Extract provided
In vivo effects of insulin-like growth factor-I on the development of sensory pathways: analysis of the primary somatic sensory cortex (S1) of transgenic mice.

In the rodent brain, insulin-like growth factor I (IGF-I) messenger RNA is transiently expressed in sensory projection neurons during periods of synaptogenesis and neuronal growth. Transgenic (Tg) mice with brain IGF-I overexpression and ectopic brain expression of IGF-binding protein-1 (IGFBP-1), an inhibitor of IGF-I actions, show changes in brain size and myelination. We used these mouse models to evaluate in vivo IGF-I effects on sensory pathway development by conducting anatomical studies in the S1 barrel field. Brain size, cortical area, and barrel field dimensions were increased in IGF-I and reduced in IGFBP-1 Tg mice compared with those in wild-type (wt) mice. The brain and cerebral cortex of Tg mice with the highest transgene expression were the most altered in size. Cortex and barrel field size changes were not precisely proportional, because in some Tg mice barrels were relatively more affected than the cortex, whereas in others the opposite was observed. Brain IGF-I overexpression increased the average number of neurons per barrel, neuronal cell body cross-sectional area, and barrel neuropil volume, whereas brain expression of IGFBP-1 reduced each. Neuronal density was greatly reduced in IGF-I Tg mice and increased in IGFBP-1 Tg mice. No differences in body weight, whisker pad and follicle areas, and whisker pad innervation density were found among Tg and wt mice. These observations indicate that IGF-I enhances neuronal growth in developing sensory pathways and support the concept that modified availability of local trophic factors, such as IGF-I, changes brain, neocortical, and S1 relative dimensions by altering neuronal survival and neuropil elaboration. Study of the S1 cortex provides an excellent model to probe the in vivo mechanisms of IGF actions.

Apply what you read
A. Rewrite the abstract starting at "In vivo effects" and ending at "of transgenic mice.", replacing "mice" with "rats".
B. State whether each statement agrees with the abstract, answering yes or no and quoting the words that decide it.
(i) Body weight differed between the Tg and wt mice.
(ii) Neuronal density was increased in IGFBP-1 Tg mice.
(iii) The changes in cortex size and barrel field size were precisely proportional.
C. Answer these questions from the abstract.
(i) Which protein does the abstract name as an inhibitor of IGF-I actions?
(ii) In which region were the anatomical studies conducted?
(iii) Which Tg mice had the brain and cerebral cortex most altered in size?

Entries supplied
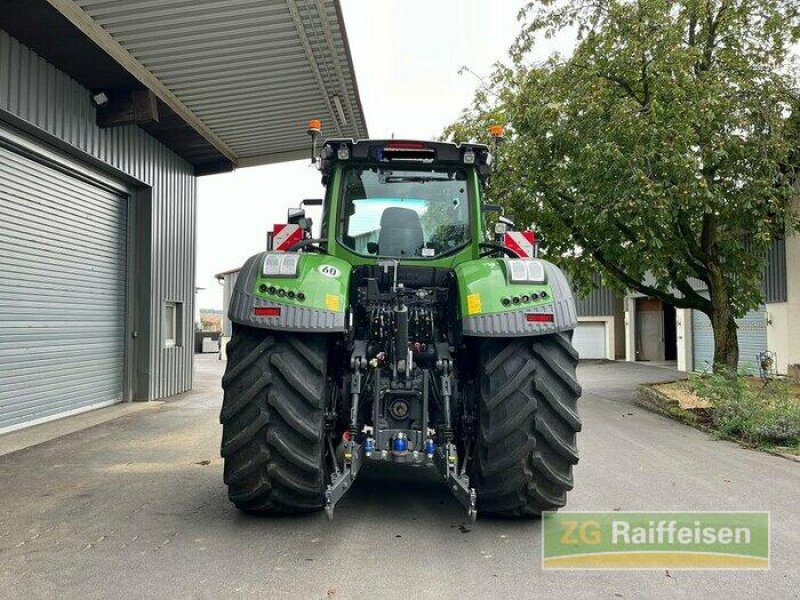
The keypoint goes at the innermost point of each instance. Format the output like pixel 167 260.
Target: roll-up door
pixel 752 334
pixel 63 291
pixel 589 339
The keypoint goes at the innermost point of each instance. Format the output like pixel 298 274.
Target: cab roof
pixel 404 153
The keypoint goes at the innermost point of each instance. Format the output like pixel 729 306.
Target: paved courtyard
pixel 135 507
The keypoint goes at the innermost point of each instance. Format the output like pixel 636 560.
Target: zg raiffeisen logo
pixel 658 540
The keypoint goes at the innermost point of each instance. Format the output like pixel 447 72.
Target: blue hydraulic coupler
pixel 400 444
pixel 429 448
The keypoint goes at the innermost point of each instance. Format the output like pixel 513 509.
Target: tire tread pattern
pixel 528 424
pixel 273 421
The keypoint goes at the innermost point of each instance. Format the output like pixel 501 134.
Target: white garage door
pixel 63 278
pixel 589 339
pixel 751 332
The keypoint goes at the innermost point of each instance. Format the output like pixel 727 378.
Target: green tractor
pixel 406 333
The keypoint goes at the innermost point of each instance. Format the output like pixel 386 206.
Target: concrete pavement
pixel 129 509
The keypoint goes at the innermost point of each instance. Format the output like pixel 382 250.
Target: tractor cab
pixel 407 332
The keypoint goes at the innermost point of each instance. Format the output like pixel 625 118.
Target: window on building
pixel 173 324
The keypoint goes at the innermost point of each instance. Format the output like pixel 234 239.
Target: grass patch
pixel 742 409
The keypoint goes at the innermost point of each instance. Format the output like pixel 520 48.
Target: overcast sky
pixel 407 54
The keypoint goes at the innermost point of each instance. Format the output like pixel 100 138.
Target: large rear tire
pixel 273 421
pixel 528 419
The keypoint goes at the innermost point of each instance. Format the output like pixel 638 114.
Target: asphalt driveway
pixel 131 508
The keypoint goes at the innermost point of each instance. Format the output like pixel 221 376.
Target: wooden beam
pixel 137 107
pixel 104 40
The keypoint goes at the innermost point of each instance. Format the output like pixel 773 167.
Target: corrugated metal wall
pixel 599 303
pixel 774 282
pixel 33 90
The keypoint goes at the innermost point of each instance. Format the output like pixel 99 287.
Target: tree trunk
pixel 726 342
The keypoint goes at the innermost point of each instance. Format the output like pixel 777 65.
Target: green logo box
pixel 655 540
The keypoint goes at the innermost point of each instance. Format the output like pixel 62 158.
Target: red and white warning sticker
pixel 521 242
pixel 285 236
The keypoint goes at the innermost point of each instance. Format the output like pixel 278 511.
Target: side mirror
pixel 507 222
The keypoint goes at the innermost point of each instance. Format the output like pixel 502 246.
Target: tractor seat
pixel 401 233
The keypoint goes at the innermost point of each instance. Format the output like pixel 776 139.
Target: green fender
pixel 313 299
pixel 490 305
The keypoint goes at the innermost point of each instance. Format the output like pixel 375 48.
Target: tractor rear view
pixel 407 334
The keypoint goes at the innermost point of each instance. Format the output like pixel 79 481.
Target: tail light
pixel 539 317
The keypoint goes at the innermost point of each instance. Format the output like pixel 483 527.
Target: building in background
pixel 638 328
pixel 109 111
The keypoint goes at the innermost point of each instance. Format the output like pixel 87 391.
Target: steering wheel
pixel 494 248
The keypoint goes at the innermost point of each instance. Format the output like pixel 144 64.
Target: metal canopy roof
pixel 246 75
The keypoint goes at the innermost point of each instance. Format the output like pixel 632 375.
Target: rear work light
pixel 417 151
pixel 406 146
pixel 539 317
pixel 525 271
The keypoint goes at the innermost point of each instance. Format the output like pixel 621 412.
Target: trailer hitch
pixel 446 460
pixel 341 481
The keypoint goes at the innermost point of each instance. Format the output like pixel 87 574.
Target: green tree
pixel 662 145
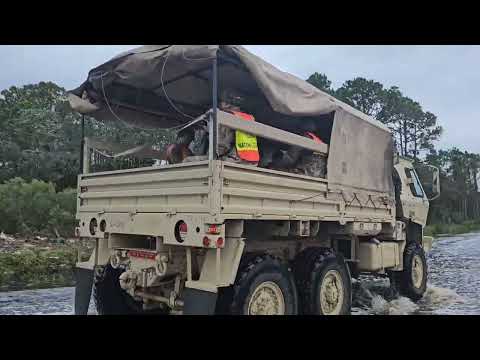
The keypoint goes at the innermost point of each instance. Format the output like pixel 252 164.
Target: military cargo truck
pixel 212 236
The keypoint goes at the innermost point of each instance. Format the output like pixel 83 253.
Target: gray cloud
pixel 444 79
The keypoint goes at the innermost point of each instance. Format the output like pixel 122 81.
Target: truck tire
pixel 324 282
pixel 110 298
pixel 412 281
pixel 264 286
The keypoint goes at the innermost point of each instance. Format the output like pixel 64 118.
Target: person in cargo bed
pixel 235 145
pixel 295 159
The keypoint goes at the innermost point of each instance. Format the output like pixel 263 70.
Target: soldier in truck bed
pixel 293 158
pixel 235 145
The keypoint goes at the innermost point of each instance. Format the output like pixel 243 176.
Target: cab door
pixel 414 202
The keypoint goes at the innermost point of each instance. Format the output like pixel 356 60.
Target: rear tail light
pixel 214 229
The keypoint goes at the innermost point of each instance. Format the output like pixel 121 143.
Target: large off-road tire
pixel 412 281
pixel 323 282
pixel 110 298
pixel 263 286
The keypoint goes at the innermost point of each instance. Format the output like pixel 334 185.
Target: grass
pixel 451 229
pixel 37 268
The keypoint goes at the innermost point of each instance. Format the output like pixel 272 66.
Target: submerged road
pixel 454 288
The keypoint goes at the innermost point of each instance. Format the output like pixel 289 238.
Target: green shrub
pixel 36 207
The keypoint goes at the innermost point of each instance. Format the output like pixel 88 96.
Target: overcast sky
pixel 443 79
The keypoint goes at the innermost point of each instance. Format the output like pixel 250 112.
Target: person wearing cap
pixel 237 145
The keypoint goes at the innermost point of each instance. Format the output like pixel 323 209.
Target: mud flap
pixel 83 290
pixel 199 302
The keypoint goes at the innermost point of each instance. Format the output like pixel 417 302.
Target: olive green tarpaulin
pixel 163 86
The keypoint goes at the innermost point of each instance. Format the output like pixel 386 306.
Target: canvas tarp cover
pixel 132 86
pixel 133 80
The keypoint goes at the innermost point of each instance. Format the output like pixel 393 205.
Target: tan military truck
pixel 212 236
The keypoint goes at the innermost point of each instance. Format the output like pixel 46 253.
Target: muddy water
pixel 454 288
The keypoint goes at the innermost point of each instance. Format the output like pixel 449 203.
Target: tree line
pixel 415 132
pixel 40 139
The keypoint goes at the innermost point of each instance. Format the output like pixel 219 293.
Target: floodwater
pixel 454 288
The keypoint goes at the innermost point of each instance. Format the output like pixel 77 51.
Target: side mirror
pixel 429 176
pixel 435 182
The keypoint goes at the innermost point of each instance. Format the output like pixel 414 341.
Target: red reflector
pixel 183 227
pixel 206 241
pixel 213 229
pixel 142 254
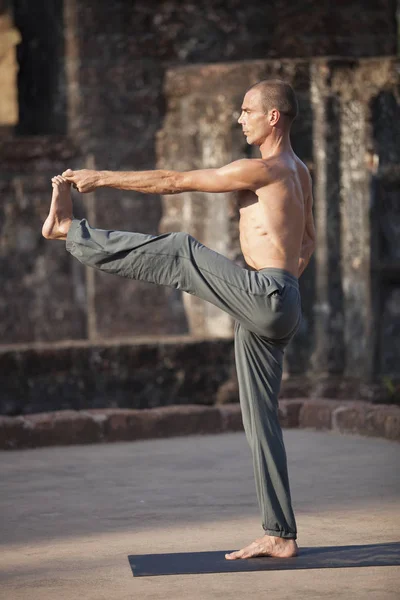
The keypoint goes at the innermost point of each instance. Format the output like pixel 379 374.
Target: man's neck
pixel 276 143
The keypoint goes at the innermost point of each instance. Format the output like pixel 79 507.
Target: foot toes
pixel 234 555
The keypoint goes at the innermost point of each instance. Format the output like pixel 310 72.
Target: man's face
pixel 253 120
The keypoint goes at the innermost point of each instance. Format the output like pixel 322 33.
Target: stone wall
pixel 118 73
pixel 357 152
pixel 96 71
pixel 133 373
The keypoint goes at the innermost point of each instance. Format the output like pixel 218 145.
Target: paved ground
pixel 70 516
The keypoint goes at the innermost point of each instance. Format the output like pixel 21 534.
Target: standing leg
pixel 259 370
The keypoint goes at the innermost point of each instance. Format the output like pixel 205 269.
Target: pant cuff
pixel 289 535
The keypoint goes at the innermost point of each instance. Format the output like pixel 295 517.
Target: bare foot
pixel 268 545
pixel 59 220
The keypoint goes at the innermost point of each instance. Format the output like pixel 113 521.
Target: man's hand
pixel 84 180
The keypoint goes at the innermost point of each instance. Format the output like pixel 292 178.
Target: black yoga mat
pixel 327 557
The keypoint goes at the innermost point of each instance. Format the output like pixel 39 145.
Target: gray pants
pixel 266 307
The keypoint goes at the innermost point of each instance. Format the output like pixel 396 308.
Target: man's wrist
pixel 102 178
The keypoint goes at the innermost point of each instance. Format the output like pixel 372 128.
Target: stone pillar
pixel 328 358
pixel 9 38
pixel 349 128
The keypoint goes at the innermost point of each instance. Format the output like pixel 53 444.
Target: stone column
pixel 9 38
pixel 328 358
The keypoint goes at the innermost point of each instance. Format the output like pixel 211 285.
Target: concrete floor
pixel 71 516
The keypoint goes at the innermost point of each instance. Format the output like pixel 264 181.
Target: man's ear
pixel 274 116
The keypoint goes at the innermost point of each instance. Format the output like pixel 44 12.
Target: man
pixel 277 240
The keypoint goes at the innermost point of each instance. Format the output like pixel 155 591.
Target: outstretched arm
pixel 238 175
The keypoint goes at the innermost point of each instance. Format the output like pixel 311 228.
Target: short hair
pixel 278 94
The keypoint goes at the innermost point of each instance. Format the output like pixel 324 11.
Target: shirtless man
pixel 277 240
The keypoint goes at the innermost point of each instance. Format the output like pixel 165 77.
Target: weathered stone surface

--

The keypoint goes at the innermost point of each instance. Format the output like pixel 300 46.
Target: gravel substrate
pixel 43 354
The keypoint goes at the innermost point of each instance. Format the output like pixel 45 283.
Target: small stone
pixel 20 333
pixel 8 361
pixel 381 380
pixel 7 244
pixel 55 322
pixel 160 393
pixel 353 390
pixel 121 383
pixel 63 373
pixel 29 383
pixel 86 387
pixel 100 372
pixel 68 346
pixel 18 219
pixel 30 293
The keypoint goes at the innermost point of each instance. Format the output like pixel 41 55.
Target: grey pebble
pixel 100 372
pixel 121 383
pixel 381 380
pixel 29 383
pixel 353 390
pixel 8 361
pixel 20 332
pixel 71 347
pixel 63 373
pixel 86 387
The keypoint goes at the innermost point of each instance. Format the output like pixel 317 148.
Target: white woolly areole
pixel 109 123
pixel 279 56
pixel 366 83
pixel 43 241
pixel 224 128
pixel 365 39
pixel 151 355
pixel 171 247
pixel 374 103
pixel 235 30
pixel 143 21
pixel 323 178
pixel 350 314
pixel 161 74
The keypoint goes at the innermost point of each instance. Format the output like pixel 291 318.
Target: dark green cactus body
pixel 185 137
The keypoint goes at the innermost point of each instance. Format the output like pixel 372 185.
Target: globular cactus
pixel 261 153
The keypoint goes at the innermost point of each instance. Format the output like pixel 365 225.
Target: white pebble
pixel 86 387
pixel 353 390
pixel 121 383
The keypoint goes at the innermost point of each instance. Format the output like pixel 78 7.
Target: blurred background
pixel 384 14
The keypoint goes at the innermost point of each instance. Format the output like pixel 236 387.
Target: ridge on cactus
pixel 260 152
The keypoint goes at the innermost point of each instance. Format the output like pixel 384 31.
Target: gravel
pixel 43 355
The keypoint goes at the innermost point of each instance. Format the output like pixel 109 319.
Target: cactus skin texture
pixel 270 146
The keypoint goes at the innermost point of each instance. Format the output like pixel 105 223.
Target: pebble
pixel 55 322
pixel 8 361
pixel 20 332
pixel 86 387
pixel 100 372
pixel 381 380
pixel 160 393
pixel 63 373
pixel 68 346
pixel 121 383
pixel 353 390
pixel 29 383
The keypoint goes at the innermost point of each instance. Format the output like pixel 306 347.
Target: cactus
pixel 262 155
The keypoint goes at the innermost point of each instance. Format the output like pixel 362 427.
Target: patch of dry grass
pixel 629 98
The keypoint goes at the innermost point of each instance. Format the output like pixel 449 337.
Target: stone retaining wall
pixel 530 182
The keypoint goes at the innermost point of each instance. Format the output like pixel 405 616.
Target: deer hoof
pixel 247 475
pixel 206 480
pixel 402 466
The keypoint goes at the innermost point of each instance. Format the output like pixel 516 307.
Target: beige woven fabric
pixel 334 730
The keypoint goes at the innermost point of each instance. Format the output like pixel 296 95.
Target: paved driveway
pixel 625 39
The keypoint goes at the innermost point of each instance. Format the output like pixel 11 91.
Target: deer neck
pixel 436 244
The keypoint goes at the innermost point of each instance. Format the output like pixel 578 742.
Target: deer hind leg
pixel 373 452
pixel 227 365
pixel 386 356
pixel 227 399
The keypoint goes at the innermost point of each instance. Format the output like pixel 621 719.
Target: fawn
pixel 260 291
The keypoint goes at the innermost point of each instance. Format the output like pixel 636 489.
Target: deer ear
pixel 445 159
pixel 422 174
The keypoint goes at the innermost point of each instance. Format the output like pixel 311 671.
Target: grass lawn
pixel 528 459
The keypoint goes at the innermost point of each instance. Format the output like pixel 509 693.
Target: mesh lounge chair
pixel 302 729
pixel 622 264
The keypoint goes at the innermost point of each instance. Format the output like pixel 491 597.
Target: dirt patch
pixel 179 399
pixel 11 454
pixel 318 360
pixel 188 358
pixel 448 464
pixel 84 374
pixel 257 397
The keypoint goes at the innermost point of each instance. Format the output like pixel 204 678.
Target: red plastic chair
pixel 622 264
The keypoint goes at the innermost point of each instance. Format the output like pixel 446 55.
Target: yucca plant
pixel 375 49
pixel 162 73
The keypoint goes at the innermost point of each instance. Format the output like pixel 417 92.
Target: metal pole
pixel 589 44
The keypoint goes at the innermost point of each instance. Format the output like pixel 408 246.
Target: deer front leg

---

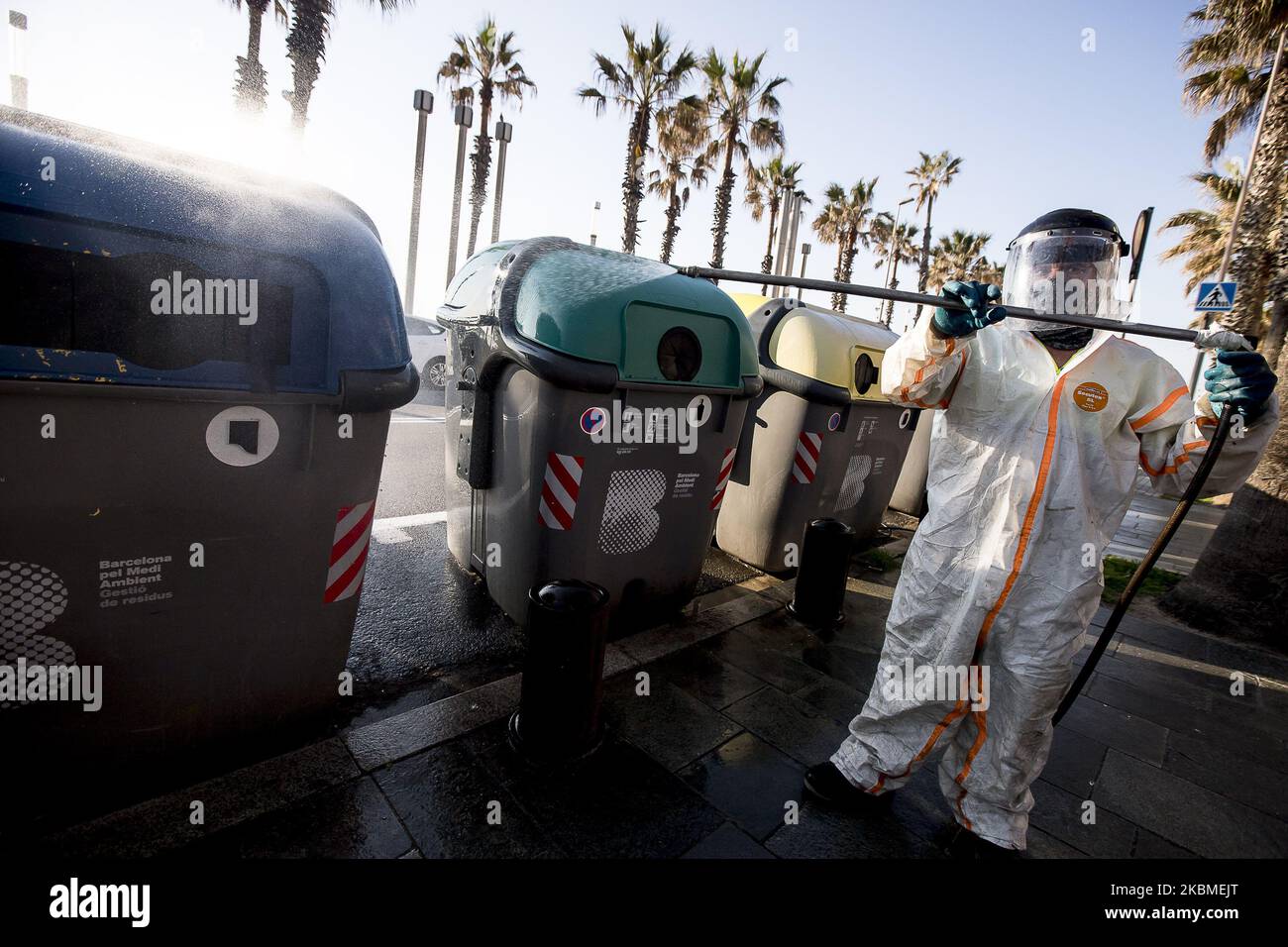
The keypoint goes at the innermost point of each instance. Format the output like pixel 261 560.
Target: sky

Answers provided
A.
In vivo effects of insulin-like growth factor-I on the development of sensory pathways: analysis of the primary somatic sensory cortex (S1) of transgenic rats.

B.
(i) No: "No differences in body weight, whisker pad and follicle areas, and whisker pad innervation density were found among Tg and wt mice."
(ii) Yes: "Neuronal density was greatly reduced in IGF-I Tg mice and increased in IGFBP-1 Tg mice."
(iii) No: "Cortex and barrel field size changes were not precisely proportional"

C.
(i) IGF-binding protein-1 (IGFBP-1).
(ii) The S1 barrel field.
(iii) Those with the highest transgene expression.